■ **Task description**:
Rewrite all of the data below with every instance of "Report whether" replaced by "Indicate whether", changing nothing else.

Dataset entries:
━━━━━━

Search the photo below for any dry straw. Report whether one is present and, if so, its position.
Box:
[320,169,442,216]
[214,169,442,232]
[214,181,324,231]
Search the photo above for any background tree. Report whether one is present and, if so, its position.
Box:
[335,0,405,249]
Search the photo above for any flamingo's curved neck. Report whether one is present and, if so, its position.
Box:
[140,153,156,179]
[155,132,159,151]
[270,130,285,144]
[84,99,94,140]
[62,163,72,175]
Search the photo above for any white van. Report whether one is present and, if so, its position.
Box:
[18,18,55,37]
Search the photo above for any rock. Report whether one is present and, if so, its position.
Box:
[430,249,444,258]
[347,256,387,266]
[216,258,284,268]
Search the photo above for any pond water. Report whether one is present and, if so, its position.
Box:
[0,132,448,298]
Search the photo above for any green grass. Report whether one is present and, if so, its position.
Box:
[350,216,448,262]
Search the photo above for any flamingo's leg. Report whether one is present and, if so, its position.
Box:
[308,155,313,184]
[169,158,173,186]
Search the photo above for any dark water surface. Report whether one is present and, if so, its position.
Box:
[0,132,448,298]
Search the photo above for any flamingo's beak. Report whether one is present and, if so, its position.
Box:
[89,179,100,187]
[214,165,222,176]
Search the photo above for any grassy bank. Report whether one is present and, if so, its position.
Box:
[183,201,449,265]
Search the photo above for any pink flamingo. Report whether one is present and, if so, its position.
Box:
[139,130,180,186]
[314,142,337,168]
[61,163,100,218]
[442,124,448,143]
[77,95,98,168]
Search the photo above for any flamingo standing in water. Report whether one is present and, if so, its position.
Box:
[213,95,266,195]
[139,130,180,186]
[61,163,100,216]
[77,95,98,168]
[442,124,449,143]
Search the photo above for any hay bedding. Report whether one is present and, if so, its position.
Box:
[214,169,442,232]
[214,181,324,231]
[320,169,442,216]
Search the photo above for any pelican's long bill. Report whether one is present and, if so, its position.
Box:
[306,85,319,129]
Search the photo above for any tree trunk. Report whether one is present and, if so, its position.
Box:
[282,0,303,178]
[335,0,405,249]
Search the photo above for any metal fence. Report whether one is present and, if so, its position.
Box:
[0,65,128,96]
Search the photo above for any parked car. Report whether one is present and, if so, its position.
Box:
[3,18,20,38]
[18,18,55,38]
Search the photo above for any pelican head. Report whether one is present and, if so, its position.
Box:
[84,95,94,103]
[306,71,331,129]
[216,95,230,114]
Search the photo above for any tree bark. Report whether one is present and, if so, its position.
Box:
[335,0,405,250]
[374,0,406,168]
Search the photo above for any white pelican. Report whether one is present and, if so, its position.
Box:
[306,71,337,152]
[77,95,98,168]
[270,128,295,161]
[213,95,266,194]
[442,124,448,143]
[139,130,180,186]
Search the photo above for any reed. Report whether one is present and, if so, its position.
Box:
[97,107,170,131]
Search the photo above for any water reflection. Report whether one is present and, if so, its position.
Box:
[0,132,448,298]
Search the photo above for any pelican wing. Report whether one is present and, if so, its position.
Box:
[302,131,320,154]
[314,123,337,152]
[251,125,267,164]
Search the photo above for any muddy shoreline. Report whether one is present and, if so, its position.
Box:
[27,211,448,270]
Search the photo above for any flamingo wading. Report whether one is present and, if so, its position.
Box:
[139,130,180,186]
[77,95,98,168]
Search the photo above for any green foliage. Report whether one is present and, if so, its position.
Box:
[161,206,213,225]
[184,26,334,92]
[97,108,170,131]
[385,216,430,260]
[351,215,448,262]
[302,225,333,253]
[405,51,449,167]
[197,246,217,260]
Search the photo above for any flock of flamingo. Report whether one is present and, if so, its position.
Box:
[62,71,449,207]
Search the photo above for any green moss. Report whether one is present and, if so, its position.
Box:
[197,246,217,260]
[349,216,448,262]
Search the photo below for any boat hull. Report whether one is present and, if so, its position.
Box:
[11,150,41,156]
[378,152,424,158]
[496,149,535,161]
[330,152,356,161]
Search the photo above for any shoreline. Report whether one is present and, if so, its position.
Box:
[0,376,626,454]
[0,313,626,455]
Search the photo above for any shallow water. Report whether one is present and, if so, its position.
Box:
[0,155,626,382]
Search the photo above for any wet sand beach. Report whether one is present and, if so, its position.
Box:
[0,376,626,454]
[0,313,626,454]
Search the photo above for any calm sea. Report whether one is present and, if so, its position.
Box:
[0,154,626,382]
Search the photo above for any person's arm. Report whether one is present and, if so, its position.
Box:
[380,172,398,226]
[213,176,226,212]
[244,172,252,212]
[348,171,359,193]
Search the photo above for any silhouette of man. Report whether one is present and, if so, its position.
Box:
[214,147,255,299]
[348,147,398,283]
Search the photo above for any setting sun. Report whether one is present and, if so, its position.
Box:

━━━━━━

■ **In response**:
Search the photo below for any dry straw. Indicate whether one is present and, if so, its position.
Box:
[320,169,442,216]
[214,169,442,232]
[214,181,324,231]
Search the photo above for any background tree. Indicate whether one is present and, if so, its position.
Box:
[335,0,405,249]
Search the photo above for any flamingo's curved neck. Indicate whether one is present and, if so, its position.
Box:
[140,153,156,179]
[155,132,159,151]
[270,130,285,144]
[84,99,94,140]
[62,163,72,175]
Search the photo above for any white van. Indicate whether one is present and, if so, its position.
Box:
[18,18,55,37]
Search the photo above for any rock. Indicate whether one is present and, if so, its position.
Box:
[430,249,444,258]
[347,256,387,266]
[216,258,284,268]
Search the photo above for any pond water. Indicate whether one is present and, if so, its position.
Box:
[0,132,448,298]
Search the photo above for any green grass. Indicate whether one is present and, if so, its position.
Box:
[350,216,448,262]
Search the photo above for any flamingo's leg. Indicate whether one is present and, if so, its position.
Box:
[308,155,313,184]
[169,158,173,186]
Search the photo above for any dark water surface. Indicate whether one is present and, if so, its position.
Box:
[0,132,448,298]
Search the photo above for any flamingo's beak. Indicate whether one is present and, if so, its position.
Box:
[89,179,100,187]
[214,165,222,176]
Search the photo above for any grassy bank. Indicate whether one is present and, if so, its position.
Box:
[183,201,449,265]
Search the photo above for any pink flamingo. Indicate whether one is present and, if so, its position.
Box:
[139,130,180,186]
[314,142,337,168]
[61,163,100,218]
[442,124,448,143]
[77,95,98,168]
Search the photo above for any flamingo standing in water. Indicate whether one is present and, if so, its position.
Box:
[213,95,266,195]
[139,130,180,186]
[61,163,100,216]
[77,95,98,168]
[442,124,449,143]
Search the photo above for any hay bedding. Indicate whether one is present and, if so, its position.
Box:
[214,169,442,232]
[214,181,324,231]
[320,169,442,216]
Search the photo above for any pelican's long bill. Indicate whether one is present and, if so, its position.
Box:
[306,85,319,129]
Search the photo above for any tree trunk. Indicate whether one is present and, if so, its position.
Box:
[282,0,303,178]
[335,0,405,249]
Search the photo above for any metal fence. Indicate whether one is present and, if so, its position.
Box:
[0,65,128,96]
Search the photo above for any parked car. Indicate whether one is present and, if so, its position.
Box:
[3,18,20,38]
[18,18,55,38]
Search the photo above for any pelican head. Indicate whether one is present and, if so, its position.
Box:
[84,95,94,103]
[306,71,331,129]
[216,95,230,114]
Search the photo above for any tree bark. Indicate whether one is present and, if so, its position.
Box:
[335,0,405,250]
[374,0,406,168]
Search the photo above for any white pelican. Indicate whether one is present and, if so, its position.
Box:
[306,71,337,152]
[77,95,98,168]
[270,128,295,161]
[213,95,266,194]
[442,124,448,143]
[139,130,180,186]
Search the photo above for any reed. Indicate whether one is present and, if so, its position.
Box:
[97,107,170,131]
Search the photo above for any water reflection. Indicate whether one is present and, if so, its position.
Box:
[0,132,448,298]
Search the photo above for any pelican wing. Indicate whether one is present and, if so, its position.
Box:
[302,131,320,154]
[314,123,337,152]
[251,125,267,164]
Search the photo above for any muddy shoreline. Indicate whether one is present and, if so, its position.
Box:
[27,211,448,270]
Search the photo above for any flamingo wading. Indicate whether one is present and, if so, its position.
Box:
[139,130,180,186]
[77,95,98,168]
Search the photo above for any green foliage. Indicate whether one is present and, if so, its position.
Box:
[161,206,213,225]
[184,26,334,92]
[97,108,170,131]
[385,216,430,260]
[351,215,448,262]
[302,225,333,253]
[405,51,449,167]
[197,246,217,260]
Search the photo above for any flock of flamingo. Indicate whether one is present and, if so, its position.
Box:
[62,71,449,207]
Search the photo above for any green moss. Indicate whether one is present and, if so, its position.
Box:
[197,246,217,260]
[349,216,448,262]
Search the photo below for any boat hull. Indicate whether one is present and, if so, its position.
Box:
[11,150,41,156]
[378,152,424,158]
[496,149,535,161]
[330,152,356,161]
Search the photo above for any shoreline. Indicate whether one is present and, if so, its position.
Box:
[0,376,626,454]
[0,313,626,455]
Search the photo above for any shallow water. Indicate whether one is present and, if so, its position.
Box:
[0,155,626,382]
Search the photo above for any wet sand beach. Indicate whether one is present and, if so, its position.
Box:
[0,376,626,454]
[0,313,626,454]
Search the photo above for any calm sea. Indicate whether one is present and, if so, its position.
Box:
[0,154,626,382]
Search the photo above for any person's arm. Indicate whether one is present and, if so, its position.
Box:
[380,172,398,226]
[213,176,226,212]
[244,172,252,212]
[348,171,359,193]
Search the photo above for any silhouette of man. Indicate whether one is present and, if so, its position.
Box:
[214,147,255,299]
[348,147,398,283]
Search the photo above for any setting sun. Indicate whether one is present and, if so, its position.
Box:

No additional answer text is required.